Records supplied:
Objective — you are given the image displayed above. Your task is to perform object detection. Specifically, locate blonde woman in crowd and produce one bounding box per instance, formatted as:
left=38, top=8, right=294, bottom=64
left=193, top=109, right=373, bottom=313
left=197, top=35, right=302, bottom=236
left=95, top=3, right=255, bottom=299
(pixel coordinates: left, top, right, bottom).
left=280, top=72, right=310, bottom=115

--

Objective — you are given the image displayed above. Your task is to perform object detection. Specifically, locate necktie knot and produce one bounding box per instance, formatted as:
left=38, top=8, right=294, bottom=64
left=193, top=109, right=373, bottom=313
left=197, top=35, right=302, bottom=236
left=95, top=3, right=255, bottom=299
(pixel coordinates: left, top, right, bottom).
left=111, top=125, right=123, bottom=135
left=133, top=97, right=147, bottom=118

Written instruction:
Pick out each line in the records above that contains the word "bounding", and copy those lines.

Exercise result:
Objective — you are given the image displayed above. Your task is to perform object detection. Specifically, locate blonde woman in crowd and produce one bounding box per instance, formatted as:
Objective — you are given the image displayed above. Your task is to perform object detection. Specifically, locate necktie knot and produce one bounding box per instance, formatted as:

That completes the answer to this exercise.